| WHAT YOU SHOULD DO |
Return only these lines, exactly: the one containing "of the stone" and every line after it in the listing.

| PROVIDED RECORDS |
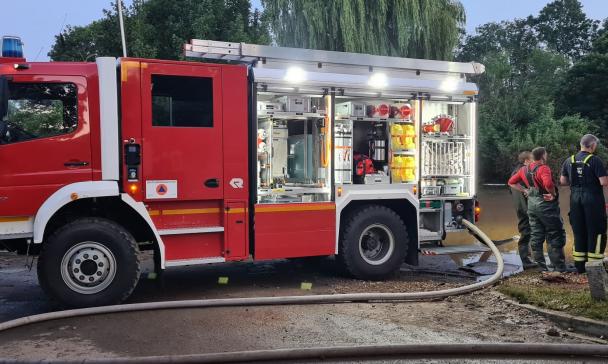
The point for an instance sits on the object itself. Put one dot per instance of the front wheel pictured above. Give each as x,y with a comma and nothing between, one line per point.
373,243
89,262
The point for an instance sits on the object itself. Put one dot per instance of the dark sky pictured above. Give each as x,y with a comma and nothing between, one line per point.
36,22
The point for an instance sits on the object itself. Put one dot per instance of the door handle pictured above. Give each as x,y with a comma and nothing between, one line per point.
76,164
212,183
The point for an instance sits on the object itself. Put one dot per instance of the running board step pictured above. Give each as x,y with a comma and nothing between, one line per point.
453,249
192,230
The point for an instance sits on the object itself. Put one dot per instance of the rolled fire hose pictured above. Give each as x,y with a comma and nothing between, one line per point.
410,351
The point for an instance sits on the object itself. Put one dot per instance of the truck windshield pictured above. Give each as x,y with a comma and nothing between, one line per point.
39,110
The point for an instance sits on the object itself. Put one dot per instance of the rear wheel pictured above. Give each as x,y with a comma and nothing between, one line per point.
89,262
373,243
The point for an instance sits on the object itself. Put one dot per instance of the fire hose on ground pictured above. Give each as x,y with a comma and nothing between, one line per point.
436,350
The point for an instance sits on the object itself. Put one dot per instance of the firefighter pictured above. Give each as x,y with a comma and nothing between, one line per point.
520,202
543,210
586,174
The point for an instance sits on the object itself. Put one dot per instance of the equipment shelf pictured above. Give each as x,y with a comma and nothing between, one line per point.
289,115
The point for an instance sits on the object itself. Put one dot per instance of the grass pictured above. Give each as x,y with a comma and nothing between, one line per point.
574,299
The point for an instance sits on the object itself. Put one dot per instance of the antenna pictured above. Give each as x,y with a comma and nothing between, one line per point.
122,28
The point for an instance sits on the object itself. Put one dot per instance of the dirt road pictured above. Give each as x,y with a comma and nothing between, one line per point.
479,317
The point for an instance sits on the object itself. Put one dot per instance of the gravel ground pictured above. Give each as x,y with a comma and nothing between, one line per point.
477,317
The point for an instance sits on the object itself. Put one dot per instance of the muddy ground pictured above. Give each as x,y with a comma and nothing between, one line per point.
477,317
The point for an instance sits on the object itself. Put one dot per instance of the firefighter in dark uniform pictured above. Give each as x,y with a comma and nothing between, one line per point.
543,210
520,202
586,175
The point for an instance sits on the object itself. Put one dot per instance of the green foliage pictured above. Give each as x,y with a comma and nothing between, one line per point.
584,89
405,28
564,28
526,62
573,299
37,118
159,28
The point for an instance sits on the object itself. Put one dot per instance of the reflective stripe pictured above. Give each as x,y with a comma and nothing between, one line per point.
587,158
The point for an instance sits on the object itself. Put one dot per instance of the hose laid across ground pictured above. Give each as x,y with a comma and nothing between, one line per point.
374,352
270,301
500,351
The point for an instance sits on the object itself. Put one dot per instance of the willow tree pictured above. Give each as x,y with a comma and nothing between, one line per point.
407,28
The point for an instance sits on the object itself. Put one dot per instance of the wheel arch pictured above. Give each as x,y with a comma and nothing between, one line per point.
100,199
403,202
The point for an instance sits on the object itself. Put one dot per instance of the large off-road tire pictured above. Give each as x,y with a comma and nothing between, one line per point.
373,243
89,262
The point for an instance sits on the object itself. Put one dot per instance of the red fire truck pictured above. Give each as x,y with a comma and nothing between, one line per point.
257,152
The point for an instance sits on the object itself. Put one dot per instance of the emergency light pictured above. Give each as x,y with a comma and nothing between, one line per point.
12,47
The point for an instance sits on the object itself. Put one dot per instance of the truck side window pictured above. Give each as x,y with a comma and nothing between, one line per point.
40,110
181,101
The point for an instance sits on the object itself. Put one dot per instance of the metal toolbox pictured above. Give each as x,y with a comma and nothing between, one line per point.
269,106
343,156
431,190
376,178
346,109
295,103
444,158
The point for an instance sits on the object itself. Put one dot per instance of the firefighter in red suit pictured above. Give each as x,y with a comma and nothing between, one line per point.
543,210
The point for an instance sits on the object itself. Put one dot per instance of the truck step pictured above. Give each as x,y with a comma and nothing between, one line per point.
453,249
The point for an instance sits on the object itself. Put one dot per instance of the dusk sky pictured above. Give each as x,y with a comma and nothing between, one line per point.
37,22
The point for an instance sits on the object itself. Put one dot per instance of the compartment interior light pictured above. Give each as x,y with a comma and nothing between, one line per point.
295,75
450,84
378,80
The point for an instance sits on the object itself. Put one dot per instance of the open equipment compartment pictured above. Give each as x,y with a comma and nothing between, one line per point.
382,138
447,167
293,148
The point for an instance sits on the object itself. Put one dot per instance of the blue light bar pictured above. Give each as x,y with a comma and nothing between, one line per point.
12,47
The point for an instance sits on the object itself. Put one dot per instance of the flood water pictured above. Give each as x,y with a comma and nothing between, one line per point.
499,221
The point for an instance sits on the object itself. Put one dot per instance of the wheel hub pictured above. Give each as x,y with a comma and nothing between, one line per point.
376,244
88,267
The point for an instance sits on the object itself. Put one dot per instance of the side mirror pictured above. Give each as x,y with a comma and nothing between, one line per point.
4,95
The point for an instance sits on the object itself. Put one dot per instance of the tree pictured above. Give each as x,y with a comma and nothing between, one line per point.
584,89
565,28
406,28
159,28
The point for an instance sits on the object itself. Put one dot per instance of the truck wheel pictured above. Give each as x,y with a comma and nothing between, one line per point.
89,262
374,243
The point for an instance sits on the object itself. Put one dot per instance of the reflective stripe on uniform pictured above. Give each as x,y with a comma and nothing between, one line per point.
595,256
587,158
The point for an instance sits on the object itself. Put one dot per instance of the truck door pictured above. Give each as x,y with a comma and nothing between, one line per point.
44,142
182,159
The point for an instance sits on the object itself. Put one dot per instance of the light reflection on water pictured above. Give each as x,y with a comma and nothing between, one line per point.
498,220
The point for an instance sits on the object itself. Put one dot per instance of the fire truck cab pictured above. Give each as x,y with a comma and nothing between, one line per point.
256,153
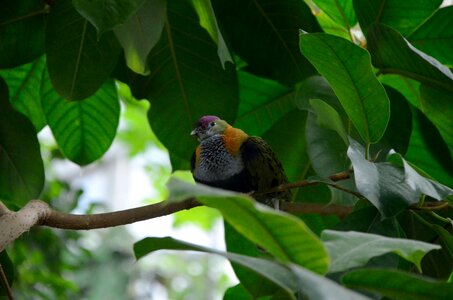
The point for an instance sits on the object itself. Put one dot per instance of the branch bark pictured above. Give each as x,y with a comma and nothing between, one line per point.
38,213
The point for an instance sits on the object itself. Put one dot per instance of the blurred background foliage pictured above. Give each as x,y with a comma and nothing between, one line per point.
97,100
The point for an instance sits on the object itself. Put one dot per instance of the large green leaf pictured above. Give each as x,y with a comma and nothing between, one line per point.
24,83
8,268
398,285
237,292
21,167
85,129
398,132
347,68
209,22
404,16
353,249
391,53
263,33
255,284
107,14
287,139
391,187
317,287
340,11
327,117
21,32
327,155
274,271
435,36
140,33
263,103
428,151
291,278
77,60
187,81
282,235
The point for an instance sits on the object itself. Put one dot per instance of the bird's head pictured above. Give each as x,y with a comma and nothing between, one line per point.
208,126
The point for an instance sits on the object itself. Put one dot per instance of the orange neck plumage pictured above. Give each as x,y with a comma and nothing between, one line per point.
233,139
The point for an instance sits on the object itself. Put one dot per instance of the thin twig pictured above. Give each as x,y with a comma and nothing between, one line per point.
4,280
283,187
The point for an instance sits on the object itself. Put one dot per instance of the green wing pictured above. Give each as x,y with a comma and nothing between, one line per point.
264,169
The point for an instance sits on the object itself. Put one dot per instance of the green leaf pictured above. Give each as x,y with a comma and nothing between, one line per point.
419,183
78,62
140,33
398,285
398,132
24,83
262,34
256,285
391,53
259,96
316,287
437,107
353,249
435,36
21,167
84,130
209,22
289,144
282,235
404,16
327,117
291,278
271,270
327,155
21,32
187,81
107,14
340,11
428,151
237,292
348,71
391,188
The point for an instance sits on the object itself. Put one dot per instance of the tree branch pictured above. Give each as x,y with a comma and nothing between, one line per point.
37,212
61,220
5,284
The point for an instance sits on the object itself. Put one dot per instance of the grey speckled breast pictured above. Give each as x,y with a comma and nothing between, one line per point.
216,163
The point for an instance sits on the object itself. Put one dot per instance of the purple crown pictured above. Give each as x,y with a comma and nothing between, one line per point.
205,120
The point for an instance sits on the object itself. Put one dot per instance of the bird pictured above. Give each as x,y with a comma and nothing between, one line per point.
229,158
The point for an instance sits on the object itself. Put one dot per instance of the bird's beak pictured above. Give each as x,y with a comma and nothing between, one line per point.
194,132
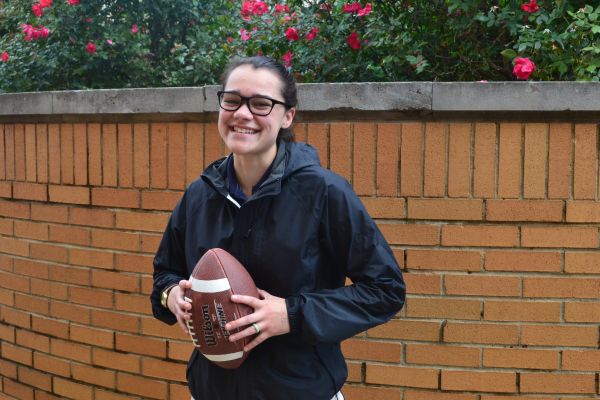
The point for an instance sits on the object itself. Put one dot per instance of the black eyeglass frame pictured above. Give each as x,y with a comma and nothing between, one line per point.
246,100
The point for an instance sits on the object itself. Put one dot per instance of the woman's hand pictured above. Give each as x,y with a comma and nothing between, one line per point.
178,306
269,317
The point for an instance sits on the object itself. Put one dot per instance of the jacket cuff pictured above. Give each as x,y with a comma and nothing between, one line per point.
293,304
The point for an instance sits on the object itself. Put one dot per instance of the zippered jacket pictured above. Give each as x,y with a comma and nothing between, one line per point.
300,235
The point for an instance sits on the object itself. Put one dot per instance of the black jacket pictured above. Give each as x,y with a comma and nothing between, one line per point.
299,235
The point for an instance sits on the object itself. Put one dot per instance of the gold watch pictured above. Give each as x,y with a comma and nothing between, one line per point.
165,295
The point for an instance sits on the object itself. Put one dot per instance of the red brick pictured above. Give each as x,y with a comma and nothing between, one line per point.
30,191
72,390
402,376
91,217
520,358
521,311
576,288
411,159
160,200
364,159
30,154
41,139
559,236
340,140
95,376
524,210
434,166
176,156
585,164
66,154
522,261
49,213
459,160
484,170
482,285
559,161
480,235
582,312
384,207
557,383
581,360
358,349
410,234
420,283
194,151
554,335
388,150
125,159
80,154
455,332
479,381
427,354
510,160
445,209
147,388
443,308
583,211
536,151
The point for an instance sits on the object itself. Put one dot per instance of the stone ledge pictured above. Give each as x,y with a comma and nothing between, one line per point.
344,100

| WRITTEN ANSWER |
The point for an instance sits on the object itself. Put one dot per instance of the stone ledge pictured above. Give each as x,y with a comma and nothing between, one line per point.
344,100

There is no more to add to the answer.